_Set task a_
Please count the lines in the listing below that contain the string "sample", and reply with the number alone.

_Excerpt_
Campeonato Brasiliense de Futebol
- Season: 2013
- Champions: Brasiliense
- Relegated: Botafogo Brazlândia
- Copa do Brasil: Brasiliense Brasília Ceilândia
- Série D: Brasília
- Matches played: 72
- Goals scored: 186 (2.58 per match)

= 2013 Campeonato Brasiliense =

The 2013 Campeonato Brasiliense de Futebol was the 38th edition of the Federal District's top professional football league. The competition began on January 19, and ended on May 19. Brasiliense won the championship by the 8th time, while Botafogo and Brazlândia were relegated.

==Format==
The tournament has two stages. On the first stage, all teams are split in two groups. In first round, each team plays against all other teams in the team's same group. In the second round, each team plays against all other teams in the other group. In both rounds, the two best teams in each group advances to a playoff, where the four teams play to find the team who wins the round.

On the second stage, the winner of the first round plays against the winner of the second round. If the same team wins both rounds, that team is the champion.

The bottom two teams on overall classification will be relegated.

===Qualifications===
The champion, the runner-up and the third place in overall standings qualify to 2014 Copa do Brasil. The best team who isn't playing on Campeonato Brasileiro Série A, Série B or Série C qualifies to the 2013 Campeonato Brasileiro Série D.

_Set task b_
For each statement, answer yes or no on whether it agrees with the text on the 2013 Campeonato Brasiliense, and quote the words from it that decide the answer. (i) The competition began on January 19. (ii) The bottom three teams on overall classification are relegated. (iii) Only the champion qualifies to the 2014 Copa do Brasil.

_Record set_
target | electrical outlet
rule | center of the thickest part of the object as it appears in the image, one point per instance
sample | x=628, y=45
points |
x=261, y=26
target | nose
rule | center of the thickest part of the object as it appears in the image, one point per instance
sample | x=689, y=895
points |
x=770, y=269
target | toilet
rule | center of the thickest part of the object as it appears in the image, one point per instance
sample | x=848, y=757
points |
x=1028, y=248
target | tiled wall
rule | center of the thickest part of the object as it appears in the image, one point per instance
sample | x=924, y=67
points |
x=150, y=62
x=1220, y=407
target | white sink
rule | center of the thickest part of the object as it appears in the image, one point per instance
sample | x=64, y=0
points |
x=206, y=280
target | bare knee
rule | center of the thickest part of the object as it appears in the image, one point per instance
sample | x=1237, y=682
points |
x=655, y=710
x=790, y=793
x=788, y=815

_Worked answer a_
6

_Worked answer b_
(i) Yes: "The competition began on January 19"
(ii) No: "The bottom two teams on overall classification will be relegated."
(iii) No: "The champion, the runner-up and the third place in overall standings qualify to 2014 Copa do Brasil."